Return each line of the rows below that contains the string "separated", matching case exactly.

§ Given information:

• • • •

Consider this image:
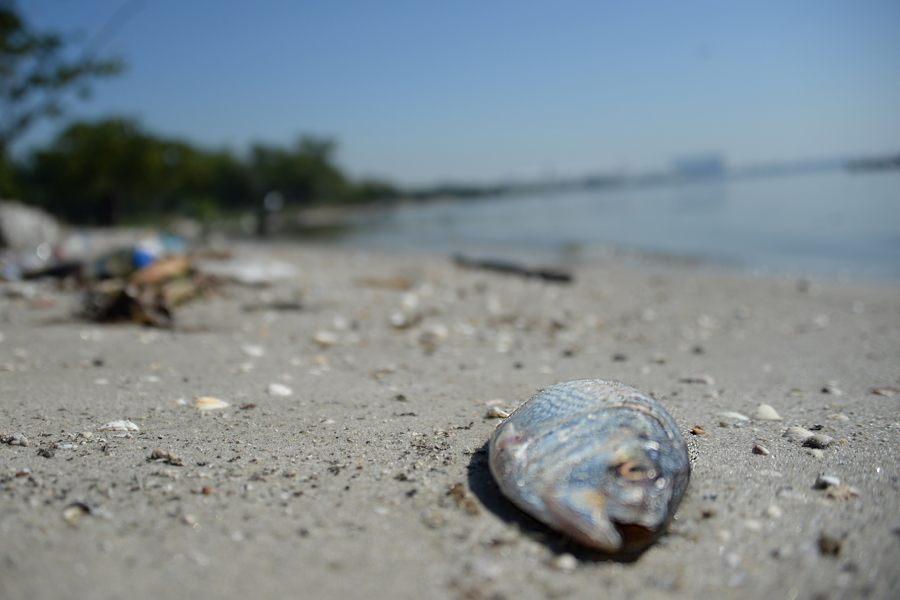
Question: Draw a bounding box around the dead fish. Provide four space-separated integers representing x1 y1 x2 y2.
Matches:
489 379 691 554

• • • •

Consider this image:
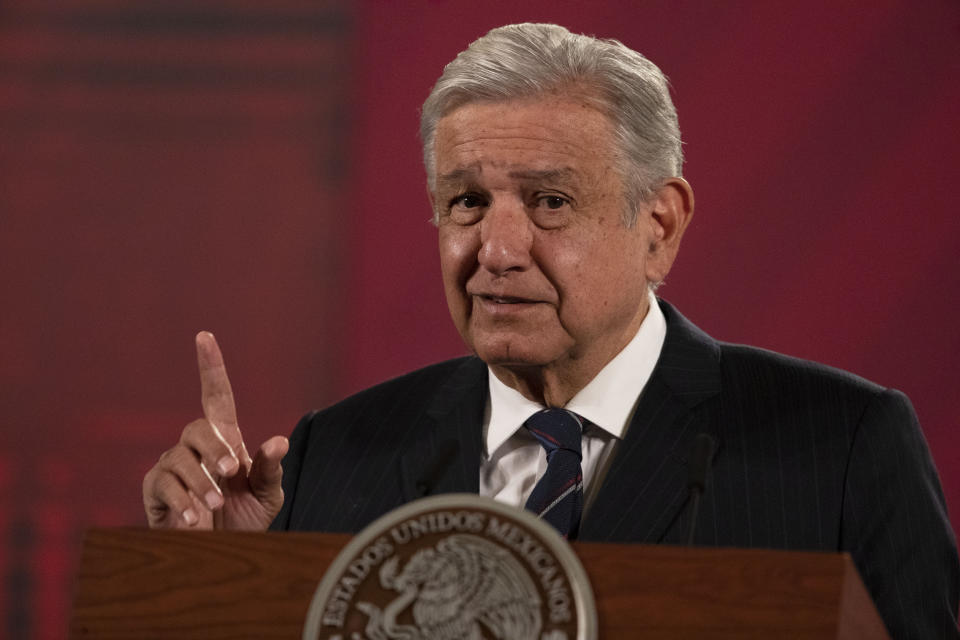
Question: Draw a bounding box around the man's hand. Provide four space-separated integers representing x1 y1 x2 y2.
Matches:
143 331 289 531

• • • •

§ Answer to this exercise:
Question: Draw a bounding box around the dead fish. Provide four space-separated integers representing x1 y1 x2 y2.
Question: Draw a bounding box around the man's hand. Provide four space-separated integers representing x1 y1 x2 y2.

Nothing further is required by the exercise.